# Records shown

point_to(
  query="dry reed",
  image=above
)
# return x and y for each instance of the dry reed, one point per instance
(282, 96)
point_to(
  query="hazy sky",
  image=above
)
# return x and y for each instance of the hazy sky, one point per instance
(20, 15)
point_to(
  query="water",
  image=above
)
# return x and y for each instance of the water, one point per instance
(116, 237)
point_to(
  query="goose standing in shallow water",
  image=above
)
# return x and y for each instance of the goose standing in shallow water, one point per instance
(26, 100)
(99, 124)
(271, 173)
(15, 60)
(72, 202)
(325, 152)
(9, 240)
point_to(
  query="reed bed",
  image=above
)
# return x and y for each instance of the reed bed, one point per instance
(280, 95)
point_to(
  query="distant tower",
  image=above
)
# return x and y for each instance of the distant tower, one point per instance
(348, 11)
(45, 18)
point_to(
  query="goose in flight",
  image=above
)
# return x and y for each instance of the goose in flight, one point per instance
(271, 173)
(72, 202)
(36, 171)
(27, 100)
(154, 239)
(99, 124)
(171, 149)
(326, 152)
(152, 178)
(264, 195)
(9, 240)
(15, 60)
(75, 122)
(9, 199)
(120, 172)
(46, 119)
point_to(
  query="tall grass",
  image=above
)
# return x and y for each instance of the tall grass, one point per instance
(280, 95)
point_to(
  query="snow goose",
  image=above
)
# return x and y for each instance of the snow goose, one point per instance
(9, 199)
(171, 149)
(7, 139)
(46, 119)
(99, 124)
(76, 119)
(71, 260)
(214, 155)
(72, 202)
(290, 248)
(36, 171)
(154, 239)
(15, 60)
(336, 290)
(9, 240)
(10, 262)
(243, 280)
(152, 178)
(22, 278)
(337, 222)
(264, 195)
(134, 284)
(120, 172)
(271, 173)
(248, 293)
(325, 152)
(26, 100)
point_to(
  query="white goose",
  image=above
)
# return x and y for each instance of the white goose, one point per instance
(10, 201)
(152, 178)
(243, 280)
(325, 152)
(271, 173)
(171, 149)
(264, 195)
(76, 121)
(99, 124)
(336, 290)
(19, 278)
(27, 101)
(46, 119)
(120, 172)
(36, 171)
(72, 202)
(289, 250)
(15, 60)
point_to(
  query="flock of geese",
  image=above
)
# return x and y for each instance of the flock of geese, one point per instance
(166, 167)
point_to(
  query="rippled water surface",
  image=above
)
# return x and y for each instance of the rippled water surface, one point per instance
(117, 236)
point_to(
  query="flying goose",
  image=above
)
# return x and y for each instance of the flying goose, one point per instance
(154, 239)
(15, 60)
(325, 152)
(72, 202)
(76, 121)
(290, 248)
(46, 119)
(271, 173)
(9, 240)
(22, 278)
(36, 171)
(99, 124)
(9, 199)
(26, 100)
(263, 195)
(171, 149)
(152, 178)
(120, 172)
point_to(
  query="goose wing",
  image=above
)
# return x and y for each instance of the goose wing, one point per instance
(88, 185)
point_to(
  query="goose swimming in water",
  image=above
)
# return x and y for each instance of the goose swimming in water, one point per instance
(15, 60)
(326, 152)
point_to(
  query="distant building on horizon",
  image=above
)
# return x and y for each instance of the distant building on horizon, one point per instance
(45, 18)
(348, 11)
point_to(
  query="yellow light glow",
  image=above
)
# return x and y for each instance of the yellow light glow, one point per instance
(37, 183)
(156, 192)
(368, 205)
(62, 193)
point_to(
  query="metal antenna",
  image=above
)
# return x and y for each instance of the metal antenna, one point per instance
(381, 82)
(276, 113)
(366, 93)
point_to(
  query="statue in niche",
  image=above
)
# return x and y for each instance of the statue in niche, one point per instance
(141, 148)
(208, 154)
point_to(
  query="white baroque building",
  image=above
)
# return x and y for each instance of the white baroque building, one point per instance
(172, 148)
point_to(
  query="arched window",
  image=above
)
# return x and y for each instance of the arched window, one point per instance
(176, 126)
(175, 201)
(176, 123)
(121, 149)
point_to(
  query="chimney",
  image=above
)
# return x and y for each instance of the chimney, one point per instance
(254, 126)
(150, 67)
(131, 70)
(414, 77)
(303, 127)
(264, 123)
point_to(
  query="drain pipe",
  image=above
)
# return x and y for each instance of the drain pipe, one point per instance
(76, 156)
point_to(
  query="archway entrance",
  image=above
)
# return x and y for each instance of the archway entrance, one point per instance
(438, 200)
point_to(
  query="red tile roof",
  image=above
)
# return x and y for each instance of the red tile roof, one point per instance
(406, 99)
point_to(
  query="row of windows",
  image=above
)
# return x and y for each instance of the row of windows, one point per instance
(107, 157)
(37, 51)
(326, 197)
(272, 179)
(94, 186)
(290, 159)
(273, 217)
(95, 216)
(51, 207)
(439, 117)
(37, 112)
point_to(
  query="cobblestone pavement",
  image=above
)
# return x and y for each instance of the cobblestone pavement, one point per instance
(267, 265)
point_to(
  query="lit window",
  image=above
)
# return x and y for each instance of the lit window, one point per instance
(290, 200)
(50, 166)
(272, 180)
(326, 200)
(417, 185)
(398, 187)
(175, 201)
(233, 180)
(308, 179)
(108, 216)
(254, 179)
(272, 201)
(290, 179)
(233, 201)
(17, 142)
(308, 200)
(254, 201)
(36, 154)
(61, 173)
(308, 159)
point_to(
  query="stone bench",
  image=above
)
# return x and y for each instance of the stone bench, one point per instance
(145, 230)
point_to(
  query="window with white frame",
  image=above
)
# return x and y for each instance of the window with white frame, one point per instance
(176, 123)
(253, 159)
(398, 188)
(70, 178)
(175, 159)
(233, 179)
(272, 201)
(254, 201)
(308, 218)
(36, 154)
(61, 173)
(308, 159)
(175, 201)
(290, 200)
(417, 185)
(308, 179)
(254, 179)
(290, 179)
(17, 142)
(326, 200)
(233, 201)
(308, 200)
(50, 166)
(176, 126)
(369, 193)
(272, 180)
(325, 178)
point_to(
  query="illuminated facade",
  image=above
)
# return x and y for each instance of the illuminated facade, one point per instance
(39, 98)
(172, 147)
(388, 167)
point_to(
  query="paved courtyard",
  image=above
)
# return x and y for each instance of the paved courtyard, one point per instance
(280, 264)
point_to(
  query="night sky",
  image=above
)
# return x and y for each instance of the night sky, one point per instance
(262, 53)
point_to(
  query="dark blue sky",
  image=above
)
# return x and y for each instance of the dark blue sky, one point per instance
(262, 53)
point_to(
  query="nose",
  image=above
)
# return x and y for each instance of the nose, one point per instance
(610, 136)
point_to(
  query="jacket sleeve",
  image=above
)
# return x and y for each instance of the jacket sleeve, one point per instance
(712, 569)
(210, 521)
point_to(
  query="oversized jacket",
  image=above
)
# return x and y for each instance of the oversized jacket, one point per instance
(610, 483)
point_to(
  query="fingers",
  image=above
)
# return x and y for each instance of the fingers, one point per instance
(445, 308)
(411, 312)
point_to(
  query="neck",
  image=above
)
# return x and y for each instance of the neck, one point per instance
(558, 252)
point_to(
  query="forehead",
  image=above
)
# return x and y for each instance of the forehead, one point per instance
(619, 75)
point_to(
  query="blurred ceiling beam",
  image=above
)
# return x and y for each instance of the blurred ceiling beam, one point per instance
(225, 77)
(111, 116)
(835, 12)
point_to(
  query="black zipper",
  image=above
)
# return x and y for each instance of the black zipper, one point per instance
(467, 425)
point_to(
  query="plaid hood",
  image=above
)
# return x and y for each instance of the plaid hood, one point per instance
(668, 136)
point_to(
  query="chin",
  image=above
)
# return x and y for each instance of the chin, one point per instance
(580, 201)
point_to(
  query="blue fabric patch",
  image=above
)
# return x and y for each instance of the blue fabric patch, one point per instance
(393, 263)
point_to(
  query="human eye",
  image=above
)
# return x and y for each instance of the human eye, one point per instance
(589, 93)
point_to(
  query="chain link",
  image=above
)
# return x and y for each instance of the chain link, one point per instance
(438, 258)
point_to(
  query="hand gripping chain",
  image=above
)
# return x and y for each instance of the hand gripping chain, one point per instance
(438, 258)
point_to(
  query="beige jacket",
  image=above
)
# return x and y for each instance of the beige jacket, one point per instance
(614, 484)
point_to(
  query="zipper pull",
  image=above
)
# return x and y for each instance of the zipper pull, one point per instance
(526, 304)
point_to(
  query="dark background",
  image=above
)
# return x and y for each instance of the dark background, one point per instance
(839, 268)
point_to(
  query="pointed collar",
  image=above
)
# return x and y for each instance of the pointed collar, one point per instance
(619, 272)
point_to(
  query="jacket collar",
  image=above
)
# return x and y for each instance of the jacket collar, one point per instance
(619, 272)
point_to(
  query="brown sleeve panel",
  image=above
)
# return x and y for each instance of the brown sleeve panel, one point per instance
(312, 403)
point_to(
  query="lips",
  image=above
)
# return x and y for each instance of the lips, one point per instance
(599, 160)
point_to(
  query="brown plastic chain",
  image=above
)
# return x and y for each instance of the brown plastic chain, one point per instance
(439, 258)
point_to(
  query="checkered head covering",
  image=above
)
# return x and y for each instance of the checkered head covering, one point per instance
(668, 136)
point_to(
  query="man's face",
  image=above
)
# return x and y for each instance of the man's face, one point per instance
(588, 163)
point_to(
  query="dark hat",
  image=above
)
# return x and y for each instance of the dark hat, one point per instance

# Aim
Count the lines in the items above that contain the string "hazy", matching case exactly, and reply with that number alone.

# Written solution
2